= Christian Gerber =

Swiss orthopedic surgeon

Christian Gerber (born 24 May 1952, in Switzerland) is an orthopedic surgeon, physician, scientist and medical teacher in orthopedic surgery. He is the current Chairman of the Department of Orthopedics at the University of Zürich, Switzerland.

== Biography ==
After studying medicine at the University of Berne, Gerber was trained in orthopedic surgery in several Swiss hospitals, including the Davos Hospital and the University Hospital of Berne. He specialized in shoulder surgery at the University of Texas, San Antonio in 1984 and subsequently trained on tumor foot and ankle surgery as well as pediatric orthopedics in Paris in 1985.

From 1985 to 1991 he served as a consultant at the Department of Orthopedics at the University of Berne, where in 1991 he was promoted to associate professor in orthopedic surgery. In 1992, he was appointed chief of the Department of Orthopedics in Fribourg and since 1995 he has worked in the Balgrist University Hospital in Zürich, where he holds the position of medical director and Chairman of the Department of Orthopedics.

Christian Gerber created the RESORTHO foundation for research and education in musculoskeletal disorders to support the academic development of residents and junior staff. He also founded the international Harvard–Balgrist shoulder fellowship. He also established the Balgrist Campus, a privately funded musculoskeletal research and development institution based in Zürich.

Beside his continuous clinical activity, he has also described novel surgical procedures such as the latissimus dorsi transfer for a pseudoparalytic shoulder and he has described several important pathologies, such as the isolated rupture of the subscapularis tendon. As a result of his clinical experience, he developed clinical tests, such as the Gerber Lift Off test for a subscapular insufficiency. He is author of >300 scientific articles that were cited over 15000 times (as per Feb. 2014). He has received many awards for his clinical and research work including the Neer Award of the American Shoulder And Elbow Surgeons (ASES) on four occasions. In 2007 he received the Kappa Delta OREF Clinical Research award Award for the lifetime work “Rotator Cuff Disease: From Scientific Understanding to Patient Care”. In 2014, he received the ORS Arthur Steindler Award.

### DATA LISTING:
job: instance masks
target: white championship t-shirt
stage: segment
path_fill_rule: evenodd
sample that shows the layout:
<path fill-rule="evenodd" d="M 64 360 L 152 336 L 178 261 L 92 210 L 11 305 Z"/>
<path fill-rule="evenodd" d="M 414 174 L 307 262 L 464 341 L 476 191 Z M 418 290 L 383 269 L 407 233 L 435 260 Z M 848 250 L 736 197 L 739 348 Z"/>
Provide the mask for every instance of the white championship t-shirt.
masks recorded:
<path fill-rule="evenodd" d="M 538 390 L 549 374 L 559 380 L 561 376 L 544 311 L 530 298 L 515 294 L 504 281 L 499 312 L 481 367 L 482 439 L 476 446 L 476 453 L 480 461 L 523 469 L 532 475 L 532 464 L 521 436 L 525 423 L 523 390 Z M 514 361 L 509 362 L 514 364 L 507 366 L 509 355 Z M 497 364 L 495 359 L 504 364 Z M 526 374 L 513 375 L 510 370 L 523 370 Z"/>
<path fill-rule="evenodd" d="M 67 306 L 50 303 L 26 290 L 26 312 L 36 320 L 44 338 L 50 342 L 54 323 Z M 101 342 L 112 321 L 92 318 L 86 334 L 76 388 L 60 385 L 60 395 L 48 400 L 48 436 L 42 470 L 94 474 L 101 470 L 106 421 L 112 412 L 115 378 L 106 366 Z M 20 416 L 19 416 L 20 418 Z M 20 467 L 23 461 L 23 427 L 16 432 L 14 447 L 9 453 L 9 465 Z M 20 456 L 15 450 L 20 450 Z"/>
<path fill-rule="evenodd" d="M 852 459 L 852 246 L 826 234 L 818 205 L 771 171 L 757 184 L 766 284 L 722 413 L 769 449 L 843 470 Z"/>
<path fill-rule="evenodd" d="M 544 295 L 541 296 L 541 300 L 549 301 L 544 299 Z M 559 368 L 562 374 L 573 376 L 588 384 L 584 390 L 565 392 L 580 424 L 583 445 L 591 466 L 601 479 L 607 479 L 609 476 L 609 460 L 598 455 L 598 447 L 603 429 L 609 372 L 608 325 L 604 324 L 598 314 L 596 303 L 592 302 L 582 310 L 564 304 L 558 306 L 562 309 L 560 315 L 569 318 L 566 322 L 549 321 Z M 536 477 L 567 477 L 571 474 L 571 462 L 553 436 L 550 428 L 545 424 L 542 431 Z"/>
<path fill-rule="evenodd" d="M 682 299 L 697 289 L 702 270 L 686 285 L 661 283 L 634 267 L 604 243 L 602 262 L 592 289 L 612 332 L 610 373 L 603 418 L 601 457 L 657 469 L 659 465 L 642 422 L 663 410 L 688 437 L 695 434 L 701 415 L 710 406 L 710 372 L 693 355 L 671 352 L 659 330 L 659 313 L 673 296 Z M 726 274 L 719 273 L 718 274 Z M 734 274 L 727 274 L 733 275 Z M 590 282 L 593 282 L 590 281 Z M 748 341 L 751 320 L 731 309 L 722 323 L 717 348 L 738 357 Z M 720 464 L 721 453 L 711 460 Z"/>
* * *
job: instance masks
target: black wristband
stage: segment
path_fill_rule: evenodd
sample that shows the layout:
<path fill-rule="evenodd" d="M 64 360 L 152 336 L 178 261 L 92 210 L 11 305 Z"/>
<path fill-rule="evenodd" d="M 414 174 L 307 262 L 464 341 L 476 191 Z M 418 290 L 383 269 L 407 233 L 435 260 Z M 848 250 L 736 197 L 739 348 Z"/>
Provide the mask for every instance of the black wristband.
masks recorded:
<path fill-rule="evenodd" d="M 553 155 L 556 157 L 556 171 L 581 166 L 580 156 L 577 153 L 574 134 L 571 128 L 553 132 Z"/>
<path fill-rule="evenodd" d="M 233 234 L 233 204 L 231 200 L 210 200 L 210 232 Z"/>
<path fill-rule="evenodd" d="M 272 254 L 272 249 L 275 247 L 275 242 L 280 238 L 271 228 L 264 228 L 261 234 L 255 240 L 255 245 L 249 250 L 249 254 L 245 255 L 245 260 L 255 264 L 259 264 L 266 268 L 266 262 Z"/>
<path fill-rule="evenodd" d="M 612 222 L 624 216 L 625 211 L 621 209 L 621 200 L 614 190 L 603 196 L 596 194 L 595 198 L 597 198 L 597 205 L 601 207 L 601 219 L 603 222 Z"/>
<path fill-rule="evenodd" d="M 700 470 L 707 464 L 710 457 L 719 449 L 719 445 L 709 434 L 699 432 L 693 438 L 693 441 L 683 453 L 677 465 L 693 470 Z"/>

### WHAT YOU NEED TO DO:
Quote the Christian Gerber biography word for word, from "Swiss orthopedic surgeon" up to and including "of Zürich, Switzerland.".

### FINISHED EXERCISE:
Swiss orthopedic surgeon

Christian Gerber (born 24 May 1952, in Switzerland) is an orthopedic surgeon, physician, scientist and medical teacher in orthopedic surgery. He is the current Chairman of the Department of Orthopedics at the University of Zürich, Switzerland.